> [DESCRIÇÃO DO EXERCÍCIO]: Mostre, sem alterações, cada linha da listagem abaixo em que aparece a cadeia "hillside".

> [LISTAGEM FORNECIDA]:
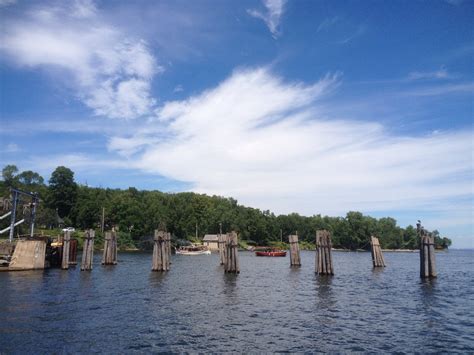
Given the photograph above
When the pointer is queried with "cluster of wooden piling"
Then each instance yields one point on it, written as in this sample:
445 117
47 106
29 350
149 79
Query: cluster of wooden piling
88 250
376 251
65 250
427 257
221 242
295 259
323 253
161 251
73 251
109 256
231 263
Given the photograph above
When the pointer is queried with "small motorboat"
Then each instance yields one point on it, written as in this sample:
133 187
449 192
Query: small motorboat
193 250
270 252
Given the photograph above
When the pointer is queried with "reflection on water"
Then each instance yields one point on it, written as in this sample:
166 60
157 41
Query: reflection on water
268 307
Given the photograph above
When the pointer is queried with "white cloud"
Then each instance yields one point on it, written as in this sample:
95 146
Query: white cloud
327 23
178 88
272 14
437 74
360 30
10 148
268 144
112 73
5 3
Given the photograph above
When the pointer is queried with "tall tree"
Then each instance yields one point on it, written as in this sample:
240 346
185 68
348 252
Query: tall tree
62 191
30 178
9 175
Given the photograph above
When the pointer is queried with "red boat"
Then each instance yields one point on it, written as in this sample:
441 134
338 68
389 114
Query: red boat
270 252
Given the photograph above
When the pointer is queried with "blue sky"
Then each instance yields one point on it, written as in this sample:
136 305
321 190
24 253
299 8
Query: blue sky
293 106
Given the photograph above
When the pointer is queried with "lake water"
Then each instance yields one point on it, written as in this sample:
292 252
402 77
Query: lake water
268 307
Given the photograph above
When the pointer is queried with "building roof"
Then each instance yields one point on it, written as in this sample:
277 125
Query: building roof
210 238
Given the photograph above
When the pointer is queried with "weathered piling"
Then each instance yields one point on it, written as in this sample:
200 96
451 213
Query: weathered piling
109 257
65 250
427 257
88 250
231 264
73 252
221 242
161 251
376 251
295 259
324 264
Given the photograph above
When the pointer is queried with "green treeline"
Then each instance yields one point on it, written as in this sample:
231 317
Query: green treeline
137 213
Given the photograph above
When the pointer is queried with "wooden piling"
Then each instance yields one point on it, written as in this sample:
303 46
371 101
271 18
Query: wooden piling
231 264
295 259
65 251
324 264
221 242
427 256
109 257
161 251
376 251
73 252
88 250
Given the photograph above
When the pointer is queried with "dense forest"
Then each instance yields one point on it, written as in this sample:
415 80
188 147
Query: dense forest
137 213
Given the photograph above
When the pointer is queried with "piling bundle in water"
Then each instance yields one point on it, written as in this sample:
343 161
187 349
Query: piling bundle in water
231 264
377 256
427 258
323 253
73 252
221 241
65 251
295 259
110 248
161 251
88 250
==
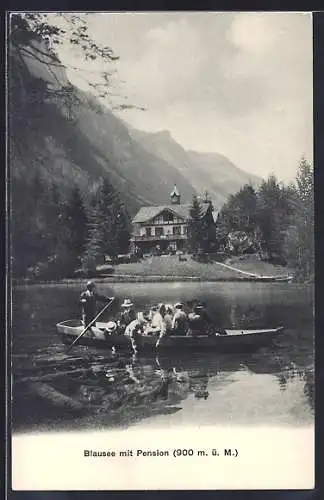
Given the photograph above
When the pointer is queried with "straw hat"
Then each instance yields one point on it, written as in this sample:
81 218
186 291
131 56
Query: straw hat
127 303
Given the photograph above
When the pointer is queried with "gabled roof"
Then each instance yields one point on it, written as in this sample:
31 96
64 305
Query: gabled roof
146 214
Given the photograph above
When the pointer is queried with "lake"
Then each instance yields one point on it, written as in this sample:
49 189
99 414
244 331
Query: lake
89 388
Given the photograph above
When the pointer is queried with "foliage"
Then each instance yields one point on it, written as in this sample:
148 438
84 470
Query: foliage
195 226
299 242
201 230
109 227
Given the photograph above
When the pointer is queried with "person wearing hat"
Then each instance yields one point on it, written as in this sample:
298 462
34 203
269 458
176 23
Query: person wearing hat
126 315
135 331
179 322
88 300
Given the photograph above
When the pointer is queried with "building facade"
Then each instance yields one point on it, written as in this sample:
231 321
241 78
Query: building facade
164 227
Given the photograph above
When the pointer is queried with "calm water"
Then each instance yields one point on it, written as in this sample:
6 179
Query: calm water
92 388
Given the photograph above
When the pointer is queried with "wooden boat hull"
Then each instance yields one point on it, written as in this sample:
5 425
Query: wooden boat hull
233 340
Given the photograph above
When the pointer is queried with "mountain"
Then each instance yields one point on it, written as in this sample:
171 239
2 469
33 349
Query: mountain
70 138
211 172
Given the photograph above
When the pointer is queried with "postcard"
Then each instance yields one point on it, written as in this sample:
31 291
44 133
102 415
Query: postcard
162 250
* * *
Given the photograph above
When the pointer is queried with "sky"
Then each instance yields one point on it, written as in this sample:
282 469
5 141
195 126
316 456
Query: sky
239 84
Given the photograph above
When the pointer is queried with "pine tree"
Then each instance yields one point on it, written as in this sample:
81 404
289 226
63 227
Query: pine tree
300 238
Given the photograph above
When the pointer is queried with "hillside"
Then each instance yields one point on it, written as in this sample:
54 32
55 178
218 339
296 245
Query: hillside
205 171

> [RESPOSTA]:
When the pointer is queried with "hillside"
Query: hillside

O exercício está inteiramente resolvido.